*** Opening of GIVEN RECORDS ***
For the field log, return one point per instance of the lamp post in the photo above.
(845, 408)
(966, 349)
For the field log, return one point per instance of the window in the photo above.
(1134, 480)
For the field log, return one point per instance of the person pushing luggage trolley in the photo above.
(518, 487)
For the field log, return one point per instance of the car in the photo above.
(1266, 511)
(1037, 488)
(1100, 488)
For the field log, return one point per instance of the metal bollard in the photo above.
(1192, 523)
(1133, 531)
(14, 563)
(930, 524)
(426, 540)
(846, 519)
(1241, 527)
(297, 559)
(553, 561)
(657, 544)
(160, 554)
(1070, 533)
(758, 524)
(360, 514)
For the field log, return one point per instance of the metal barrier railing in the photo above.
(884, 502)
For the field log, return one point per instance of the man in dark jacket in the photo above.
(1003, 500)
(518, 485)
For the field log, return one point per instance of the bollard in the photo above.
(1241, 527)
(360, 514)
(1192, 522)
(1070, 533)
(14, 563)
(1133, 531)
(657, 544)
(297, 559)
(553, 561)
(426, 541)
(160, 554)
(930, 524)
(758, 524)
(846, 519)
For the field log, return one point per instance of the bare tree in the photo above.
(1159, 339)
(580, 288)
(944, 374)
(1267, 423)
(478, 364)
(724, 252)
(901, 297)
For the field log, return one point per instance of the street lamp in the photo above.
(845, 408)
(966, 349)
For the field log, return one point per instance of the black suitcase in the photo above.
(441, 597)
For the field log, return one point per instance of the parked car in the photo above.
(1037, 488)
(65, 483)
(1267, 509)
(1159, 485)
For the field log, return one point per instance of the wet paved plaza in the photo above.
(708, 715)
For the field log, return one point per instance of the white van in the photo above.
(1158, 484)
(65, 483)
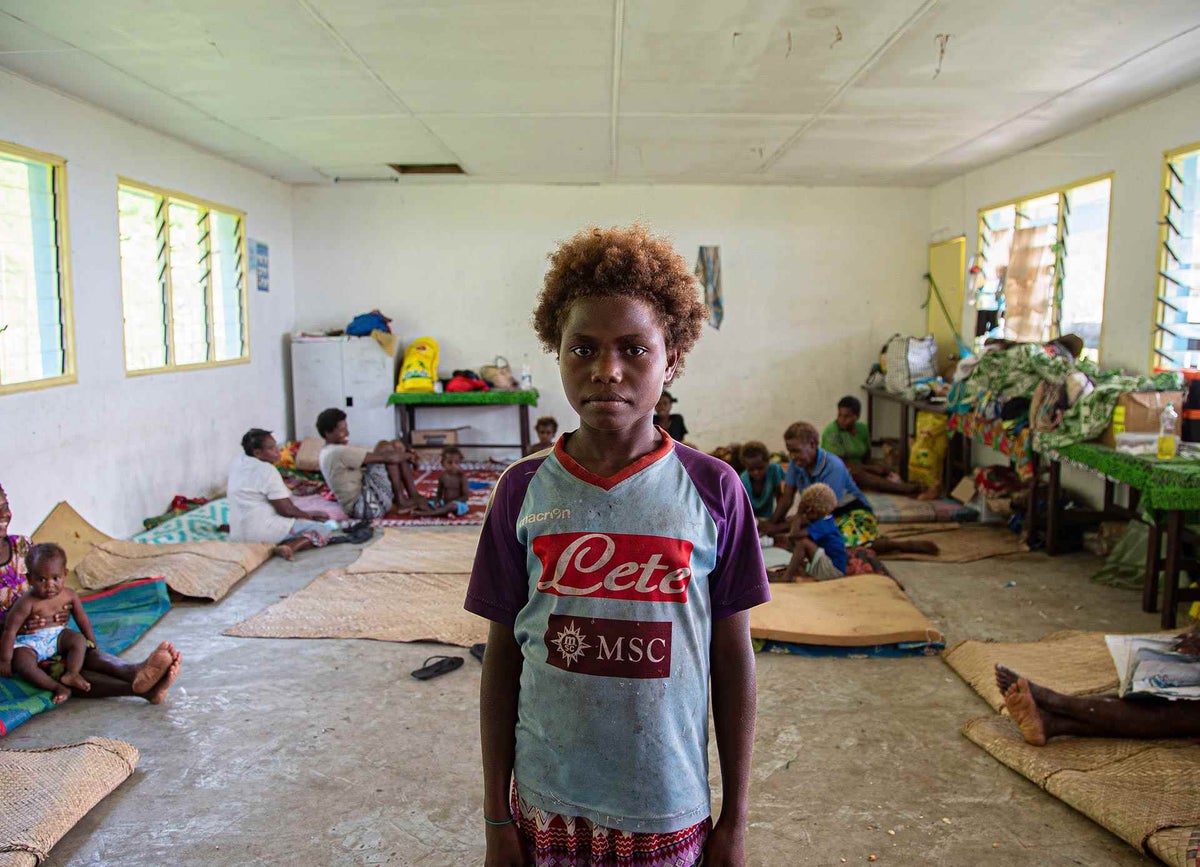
*** Close of GIVEN RECORDS ***
*TASK:* The answer must reproduce every line of the records above exactly, with all pictures left out.

*ANSWER TO THE PROBLEM:*
For the field log, return one point per instance of the lamp post in the photo above.
(845, 408)
(966, 349)
For the field log, return one point per instance of the window in the photo above.
(1134, 480)
For the field log, return one point per instance of the person pushing luggage trolley in the photo above.
(518, 487)
For the field log, return one point per instance of the car in the photo above.
(1266, 511)
(1037, 488)
(1100, 488)
For the field log, return one point per instance of the metal bollard in the photo above.
(1192, 523)
(1133, 531)
(14, 563)
(930, 524)
(426, 540)
(846, 519)
(1241, 527)
(297, 559)
(553, 561)
(657, 544)
(160, 554)
(1070, 533)
(758, 524)
(360, 514)
For the field log, return one point per instance of the metal barrier railing in the photo above.
(884, 502)
For the field log, return one point per instance of the man in dark jacket in the photo above.
(1003, 500)
(518, 485)
For the field log, return one point per instance of the bollard in the photo above.
(1241, 527)
(360, 514)
(1192, 522)
(1070, 533)
(14, 563)
(1133, 531)
(657, 544)
(297, 559)
(553, 561)
(426, 541)
(160, 554)
(930, 524)
(758, 524)
(846, 519)
For the field log, return one point per instance of the bare tree in the photo above.
(1159, 339)
(580, 288)
(944, 374)
(1267, 423)
(478, 364)
(724, 252)
(901, 297)
For the field log, return one point per instance of the street lamp in the photo above.
(845, 408)
(966, 349)
For the field log, return one point per instance of the black suitcase in the photo above.
(441, 597)
For the field log, return one point per instance of the parked car in the photo above.
(1037, 488)
(65, 483)
(1267, 509)
(1159, 485)
For the field log, return one point per instance of the wet paved plaza in the photo above.
(708, 715)
For the field log, return one point per instance of the white van in the photo above.
(1158, 484)
(65, 483)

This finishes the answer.